WHAT IS NEEDED
Please set down, word for word, the part of the Village Rails review below that opens with the words containing "What a tangled" and closes with "decisions stem from.".

QUOTED TEXT
Village Rails Review
I like trains. I like board games. I really like board games about trains. Along comes Village Rails, which like Isle of Trains (preview here) is a card game about trains without a board, and like Isle of Trains, is also really good. The idea of using cards showing twisting and overlapping tracks is great, and it reminds me of those classic Pipeline video games. Except, instead of trying to get water from one point to another, you’re making train lines from one point to another, and the routes you take to get there are up to you. The seemingly simple act of laying 12 cards in a grid is made all the more tricky by the way the game throws difficult decisions at you constantly. It all adds up to a game which is at once quick and intuitive to learn, but with a ton of depth and nuance to play with.
What a tangled web we weave
Over the course of a game, you’re going to make seven railway lines with twelve cards. No more, no less. The little cardboard frame gives you your starting points along the top and left sides, and with each turn, you choose a card from the market and add it to your display. They can go anywhere adjacent to an edge or an existing card, which gives you plenty of scope to plan as they criss-cross and snake their way around your tableau. The track cards have a terrain type (e.g. village, field, wetland) which comes into play when you score them, so I should probably talk about scoring, as it’s where all of the fun and interesting decisions stem from.

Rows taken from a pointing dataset
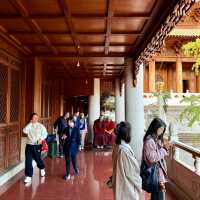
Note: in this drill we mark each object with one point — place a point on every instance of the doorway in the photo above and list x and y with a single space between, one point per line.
185 85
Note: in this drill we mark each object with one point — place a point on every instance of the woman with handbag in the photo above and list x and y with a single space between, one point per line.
36 134
153 168
126 180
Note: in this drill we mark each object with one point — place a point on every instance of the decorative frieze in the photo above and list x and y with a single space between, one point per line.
157 41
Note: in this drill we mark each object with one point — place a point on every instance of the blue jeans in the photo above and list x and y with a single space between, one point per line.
32 152
158 195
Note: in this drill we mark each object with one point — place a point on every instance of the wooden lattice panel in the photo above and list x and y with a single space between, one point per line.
3 92
2 149
107 87
13 147
14 96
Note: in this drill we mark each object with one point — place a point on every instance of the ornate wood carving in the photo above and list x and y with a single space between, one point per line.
157 41
8 59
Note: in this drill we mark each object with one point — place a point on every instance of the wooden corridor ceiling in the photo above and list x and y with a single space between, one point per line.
97 34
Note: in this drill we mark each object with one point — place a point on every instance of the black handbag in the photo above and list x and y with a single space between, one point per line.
150 177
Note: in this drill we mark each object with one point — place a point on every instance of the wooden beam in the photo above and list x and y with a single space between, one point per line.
65 9
13 41
32 23
104 70
103 59
108 26
173 58
74 55
74 16
48 33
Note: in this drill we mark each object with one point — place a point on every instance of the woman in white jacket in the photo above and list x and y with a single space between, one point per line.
126 179
35 132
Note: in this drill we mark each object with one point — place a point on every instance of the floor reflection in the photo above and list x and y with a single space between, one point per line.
94 170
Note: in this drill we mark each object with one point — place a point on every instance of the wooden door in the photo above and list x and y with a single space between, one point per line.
9 117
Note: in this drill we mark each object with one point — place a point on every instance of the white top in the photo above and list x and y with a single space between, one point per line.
35 132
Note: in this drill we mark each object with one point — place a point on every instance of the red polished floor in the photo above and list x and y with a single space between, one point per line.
94 167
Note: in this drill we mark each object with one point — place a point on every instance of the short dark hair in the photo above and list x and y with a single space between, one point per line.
153 127
31 116
70 119
123 132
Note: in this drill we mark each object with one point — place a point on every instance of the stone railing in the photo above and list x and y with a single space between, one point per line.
175 98
183 168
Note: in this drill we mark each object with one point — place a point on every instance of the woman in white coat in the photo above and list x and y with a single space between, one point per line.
126 180
36 133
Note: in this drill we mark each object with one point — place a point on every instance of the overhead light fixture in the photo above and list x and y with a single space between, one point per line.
78 64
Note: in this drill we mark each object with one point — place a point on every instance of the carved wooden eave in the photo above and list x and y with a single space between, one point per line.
7 58
157 41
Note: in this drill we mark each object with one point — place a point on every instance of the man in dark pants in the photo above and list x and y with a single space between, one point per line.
33 152
71 135
61 124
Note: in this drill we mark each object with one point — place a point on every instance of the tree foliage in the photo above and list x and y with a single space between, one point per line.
193 49
191 112
164 95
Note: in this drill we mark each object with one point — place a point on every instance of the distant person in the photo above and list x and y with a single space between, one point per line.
110 131
76 119
126 180
99 135
83 130
71 137
154 152
60 124
36 133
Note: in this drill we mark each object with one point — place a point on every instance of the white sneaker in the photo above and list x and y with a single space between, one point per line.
67 177
42 172
27 179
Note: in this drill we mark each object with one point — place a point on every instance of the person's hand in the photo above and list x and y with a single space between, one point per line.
40 141
167 145
64 137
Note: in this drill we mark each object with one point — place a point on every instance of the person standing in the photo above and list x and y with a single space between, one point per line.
99 135
76 118
60 124
83 130
126 180
36 133
110 131
154 152
71 138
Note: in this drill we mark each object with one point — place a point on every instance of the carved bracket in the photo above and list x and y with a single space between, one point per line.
157 41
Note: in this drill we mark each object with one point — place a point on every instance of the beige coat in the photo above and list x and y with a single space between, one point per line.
126 179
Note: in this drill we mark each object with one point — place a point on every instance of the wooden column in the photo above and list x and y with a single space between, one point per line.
179 75
198 83
62 105
152 76
37 86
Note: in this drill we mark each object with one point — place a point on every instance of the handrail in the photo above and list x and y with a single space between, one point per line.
195 152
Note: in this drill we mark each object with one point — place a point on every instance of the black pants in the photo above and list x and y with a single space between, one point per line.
71 155
33 152
61 143
158 196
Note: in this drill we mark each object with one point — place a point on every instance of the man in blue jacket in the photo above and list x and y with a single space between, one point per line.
61 124
71 138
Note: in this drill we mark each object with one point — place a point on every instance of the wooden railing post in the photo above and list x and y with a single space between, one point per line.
173 136
197 164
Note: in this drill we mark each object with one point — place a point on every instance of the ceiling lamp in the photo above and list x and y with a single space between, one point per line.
78 64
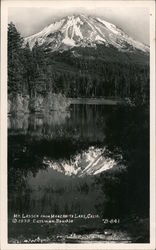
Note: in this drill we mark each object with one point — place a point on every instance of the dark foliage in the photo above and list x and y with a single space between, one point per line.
79 72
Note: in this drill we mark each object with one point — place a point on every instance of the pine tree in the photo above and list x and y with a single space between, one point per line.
15 66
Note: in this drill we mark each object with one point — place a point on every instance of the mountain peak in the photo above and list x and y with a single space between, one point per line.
79 30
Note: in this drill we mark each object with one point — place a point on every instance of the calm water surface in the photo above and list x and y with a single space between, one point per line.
35 188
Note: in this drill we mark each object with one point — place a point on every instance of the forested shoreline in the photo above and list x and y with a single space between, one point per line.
36 74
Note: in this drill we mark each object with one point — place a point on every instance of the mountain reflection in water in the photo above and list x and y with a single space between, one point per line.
46 154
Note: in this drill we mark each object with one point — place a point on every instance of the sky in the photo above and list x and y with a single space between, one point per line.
132 20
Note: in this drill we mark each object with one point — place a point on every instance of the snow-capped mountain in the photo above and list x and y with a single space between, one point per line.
81 31
90 162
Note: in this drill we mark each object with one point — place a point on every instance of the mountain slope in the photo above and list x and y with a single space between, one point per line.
84 31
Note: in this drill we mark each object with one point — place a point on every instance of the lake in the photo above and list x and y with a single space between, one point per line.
64 166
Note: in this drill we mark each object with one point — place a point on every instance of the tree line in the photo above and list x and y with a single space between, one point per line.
74 73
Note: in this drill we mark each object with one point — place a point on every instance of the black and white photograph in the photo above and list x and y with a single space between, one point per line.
78 124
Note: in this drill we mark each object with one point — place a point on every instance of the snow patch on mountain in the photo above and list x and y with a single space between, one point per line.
90 162
84 31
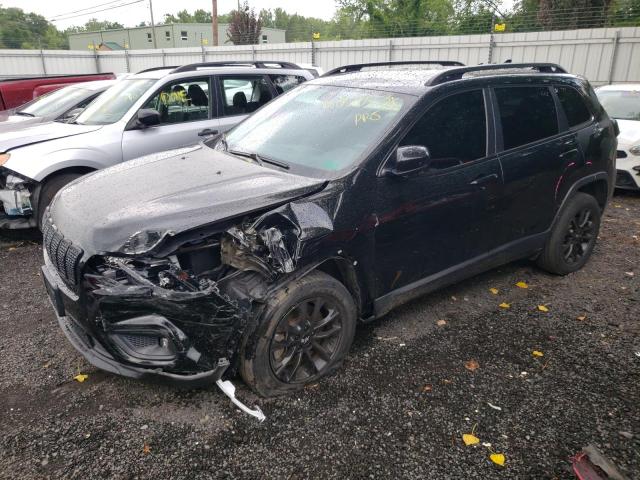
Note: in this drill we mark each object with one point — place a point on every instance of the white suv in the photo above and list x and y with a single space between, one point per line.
154 110
622 102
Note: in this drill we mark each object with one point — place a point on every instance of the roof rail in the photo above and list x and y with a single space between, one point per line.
356 67
153 69
457 73
258 64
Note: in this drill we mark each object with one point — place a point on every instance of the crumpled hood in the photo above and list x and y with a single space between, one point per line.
170 191
41 133
629 133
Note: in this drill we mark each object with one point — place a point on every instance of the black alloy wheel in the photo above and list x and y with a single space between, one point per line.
306 340
580 234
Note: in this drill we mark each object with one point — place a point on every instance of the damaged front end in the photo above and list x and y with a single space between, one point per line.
16 200
176 305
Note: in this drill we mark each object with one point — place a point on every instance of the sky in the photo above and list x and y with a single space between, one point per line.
131 15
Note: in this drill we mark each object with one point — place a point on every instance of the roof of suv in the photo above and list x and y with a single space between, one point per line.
417 81
234 67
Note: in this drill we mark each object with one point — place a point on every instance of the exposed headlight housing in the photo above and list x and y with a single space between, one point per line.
144 241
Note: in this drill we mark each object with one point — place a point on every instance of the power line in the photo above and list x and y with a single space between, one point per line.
96 11
84 9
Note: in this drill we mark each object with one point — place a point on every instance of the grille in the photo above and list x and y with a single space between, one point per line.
63 254
141 341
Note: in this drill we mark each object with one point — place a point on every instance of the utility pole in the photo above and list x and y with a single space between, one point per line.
153 25
214 21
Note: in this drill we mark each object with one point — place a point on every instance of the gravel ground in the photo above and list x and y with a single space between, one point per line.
397 409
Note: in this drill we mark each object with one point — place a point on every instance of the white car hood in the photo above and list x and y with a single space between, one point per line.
629 133
42 133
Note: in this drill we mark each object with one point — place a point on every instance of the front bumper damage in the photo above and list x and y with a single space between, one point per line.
16 202
177 313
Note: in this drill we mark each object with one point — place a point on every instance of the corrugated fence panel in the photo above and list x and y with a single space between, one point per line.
600 54
112 62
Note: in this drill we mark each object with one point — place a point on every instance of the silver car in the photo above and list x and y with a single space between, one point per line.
154 110
60 105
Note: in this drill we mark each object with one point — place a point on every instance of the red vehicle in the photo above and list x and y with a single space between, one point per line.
15 92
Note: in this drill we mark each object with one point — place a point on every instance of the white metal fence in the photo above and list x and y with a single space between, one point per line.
603 55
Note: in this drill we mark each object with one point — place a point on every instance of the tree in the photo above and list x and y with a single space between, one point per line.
199 16
94 25
245 26
28 30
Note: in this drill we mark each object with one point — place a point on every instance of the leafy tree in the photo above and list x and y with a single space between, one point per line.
245 26
183 16
94 25
28 30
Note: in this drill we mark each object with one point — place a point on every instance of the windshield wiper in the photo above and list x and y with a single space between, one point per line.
252 156
260 159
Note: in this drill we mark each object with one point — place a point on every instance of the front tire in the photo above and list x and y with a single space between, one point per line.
304 334
573 237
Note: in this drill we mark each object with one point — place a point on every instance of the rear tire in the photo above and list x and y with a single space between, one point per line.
573 237
304 334
49 190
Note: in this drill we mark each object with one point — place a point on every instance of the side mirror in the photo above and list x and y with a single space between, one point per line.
148 117
409 159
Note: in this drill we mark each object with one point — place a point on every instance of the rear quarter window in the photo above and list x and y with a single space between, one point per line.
527 114
574 106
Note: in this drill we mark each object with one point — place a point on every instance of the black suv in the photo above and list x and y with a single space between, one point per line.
259 251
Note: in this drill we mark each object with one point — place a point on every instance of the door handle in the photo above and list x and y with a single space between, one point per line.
480 181
207 131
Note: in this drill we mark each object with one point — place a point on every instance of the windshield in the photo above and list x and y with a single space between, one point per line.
620 104
323 129
56 102
115 102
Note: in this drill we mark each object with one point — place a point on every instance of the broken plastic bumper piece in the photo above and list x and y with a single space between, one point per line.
230 391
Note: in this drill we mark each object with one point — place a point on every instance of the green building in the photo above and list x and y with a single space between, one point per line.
174 35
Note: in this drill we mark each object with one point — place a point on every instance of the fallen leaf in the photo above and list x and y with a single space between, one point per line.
470 439
472 365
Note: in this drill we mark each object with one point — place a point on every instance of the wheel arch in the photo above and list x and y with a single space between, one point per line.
596 185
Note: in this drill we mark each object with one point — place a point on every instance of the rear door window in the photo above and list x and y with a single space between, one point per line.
182 101
527 114
244 94
284 83
454 130
574 106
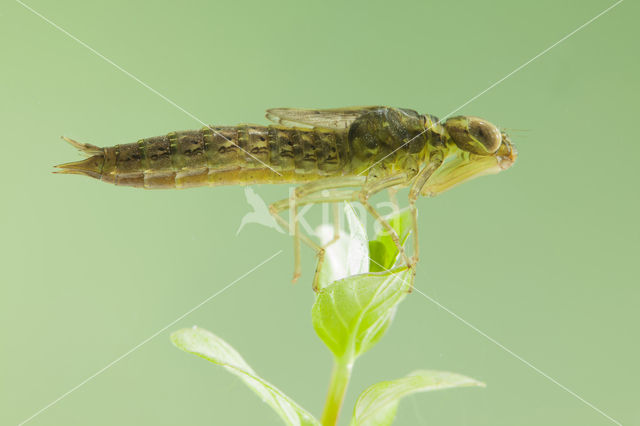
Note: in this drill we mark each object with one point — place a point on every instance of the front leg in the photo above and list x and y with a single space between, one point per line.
435 161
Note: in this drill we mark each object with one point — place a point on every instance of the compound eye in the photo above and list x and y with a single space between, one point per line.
485 133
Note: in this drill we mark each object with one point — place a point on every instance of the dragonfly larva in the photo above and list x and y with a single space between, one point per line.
366 149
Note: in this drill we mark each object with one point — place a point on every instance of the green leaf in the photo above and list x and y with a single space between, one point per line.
347 256
205 344
378 404
382 251
350 315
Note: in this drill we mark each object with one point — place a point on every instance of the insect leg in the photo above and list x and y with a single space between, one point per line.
300 197
435 161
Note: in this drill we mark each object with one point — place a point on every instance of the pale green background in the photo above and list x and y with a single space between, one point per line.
543 258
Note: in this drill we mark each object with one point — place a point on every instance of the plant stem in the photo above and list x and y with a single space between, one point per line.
340 376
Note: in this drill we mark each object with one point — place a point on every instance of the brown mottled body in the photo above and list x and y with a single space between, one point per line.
238 155
367 149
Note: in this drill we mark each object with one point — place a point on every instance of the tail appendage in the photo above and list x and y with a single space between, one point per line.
91 166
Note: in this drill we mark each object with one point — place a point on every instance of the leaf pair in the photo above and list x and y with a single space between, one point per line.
350 315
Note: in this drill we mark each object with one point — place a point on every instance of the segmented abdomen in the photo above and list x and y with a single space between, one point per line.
225 156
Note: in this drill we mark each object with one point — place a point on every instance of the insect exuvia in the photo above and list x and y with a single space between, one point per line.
342 154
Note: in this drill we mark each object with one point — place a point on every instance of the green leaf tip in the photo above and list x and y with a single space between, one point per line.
378 404
352 314
383 252
207 345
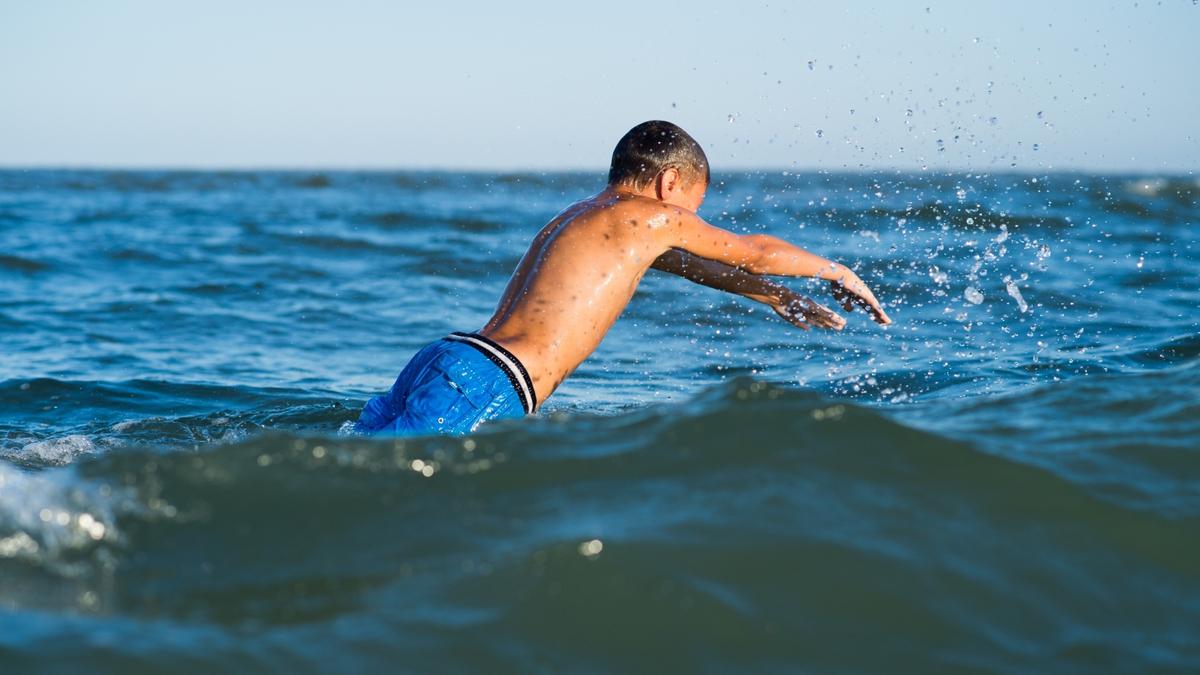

WRITTEN SOLUTION
What a tangled web we weave
Over the course of a game, you’re going to make seven railway lines with twelve cards. No more, no less. The little cardboard frame gives you your starting points along the top and left sides, and with each turn, you choose a card from the market and add it to your display. They can go anywhere adjacent to an edge or an existing card, which gives you plenty of scope to plan as they criss-cross and snake their way around your tableau. The track cards have a terrain type (e.g. village, field, wetland) which comes into play when you score them, so I should probably talk about scoring, as it’s where all of the fun and interesting decisions stem from.